### Source extract

+===+

Detention warrants were issued for 99 people in Antalya province on Thursday on accusations that they use a smart phone application known as ByLock, the state-run Anadolu news agency reported.

According to the report police have detained 78 of 99 suspects as part of an investigation launched by the Antalya Public Prosecutor’s Office into the faith-based Gülen movement. Twenty-one are still at large.

Freedom House, a US-based independent watchdog organization dedicated to the expansion of freedom and democracy around the world, listed Turkey in its newly released “Freedom on the Net 2017” as among the countries in which Internet freedoms are restricted the most and said tens of thousands of Turkish citizens have been arbitrarily detained for their alleged use of the encrypted communications app ByLock.

Tens of thousands of people, including civil servants, police officers, soldiers, businessmen and homemakers, have either been dismissed or arrested for using ByLock since a failed coup attempt lon July 15, 2016.

The Supreme Court of Appeals’ Assembly of Criminal Chambers ruled last month that the ByLock smart phone application is to be considered evidence of membership in a terrorist organization following Turkish Justice Minister Abdülhamit Gül’s remarks on ByLock constituting strong evidence of terrorist organization membership.

+===+

### Dataset records
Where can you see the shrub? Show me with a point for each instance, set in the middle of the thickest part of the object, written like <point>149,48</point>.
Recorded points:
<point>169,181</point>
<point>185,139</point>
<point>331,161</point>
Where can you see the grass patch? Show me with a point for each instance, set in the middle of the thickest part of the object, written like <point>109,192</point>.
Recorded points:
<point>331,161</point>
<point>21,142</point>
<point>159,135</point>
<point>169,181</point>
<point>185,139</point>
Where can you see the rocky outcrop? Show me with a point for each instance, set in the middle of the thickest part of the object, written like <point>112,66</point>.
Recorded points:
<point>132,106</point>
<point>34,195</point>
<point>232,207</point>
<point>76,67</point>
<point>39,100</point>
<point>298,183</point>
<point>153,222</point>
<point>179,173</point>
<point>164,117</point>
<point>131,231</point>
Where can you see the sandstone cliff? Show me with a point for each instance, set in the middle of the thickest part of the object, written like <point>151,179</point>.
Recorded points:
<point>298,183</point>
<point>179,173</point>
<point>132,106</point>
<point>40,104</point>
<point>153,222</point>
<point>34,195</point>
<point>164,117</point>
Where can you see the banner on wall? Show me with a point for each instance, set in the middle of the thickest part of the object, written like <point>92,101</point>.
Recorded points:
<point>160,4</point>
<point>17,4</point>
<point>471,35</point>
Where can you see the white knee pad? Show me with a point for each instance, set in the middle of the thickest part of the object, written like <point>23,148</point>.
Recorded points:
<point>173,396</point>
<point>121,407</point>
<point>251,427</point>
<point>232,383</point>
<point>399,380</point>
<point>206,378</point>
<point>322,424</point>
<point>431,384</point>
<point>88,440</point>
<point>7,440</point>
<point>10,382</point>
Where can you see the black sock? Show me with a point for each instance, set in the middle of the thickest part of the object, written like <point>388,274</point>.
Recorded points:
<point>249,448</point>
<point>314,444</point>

+===+

### Problems to work on
- 1) According to the report on the ByLock detentions, how many of the 99 suspects remain at large?
- 2) Condense the paragraph of the ByLock detentions report that begins "Freedom House, a US-based independent watchdog" into a single shorter sentence that keeps its main facts.
- 3) Extend the report on the ByLock detentions with further paragraphs, picking up after its final sentence.
The records were gathered from a different source than the text.

### Answers
- 1) Twenty-one

- 2) In its "Freedom on the Net 2017" report, the US-based watchdog Freedom House ranked Turkey among the countries that restrict Internet freedoms the most and said tens of thousands of Turkish citizens had been arbitrarily detained for allegedly using the encrypted app ByLock.

- 3)
The Guardian recently reported on a study commissioned by opponents of Turkish President Erdoğan which argues that the arrest of 75,000 suspects primarily because they downloaded the ByLock app was arbitrary and illegal.

Most recently, Dutch cyber security firm Fox-IT said on Sept. 13 that it had debunked a report by MİT on the ByLock smartphone application as it discovered inconsistencies and manipulations.

In a statement on it website, Fox-IT said the quality of the MİT report on ByLock is very low, especially when weighed against the legal consequences of the report, which is the basis of detention for 75,000 Turkish citizens, mainly sympathizers of the Gülen movement.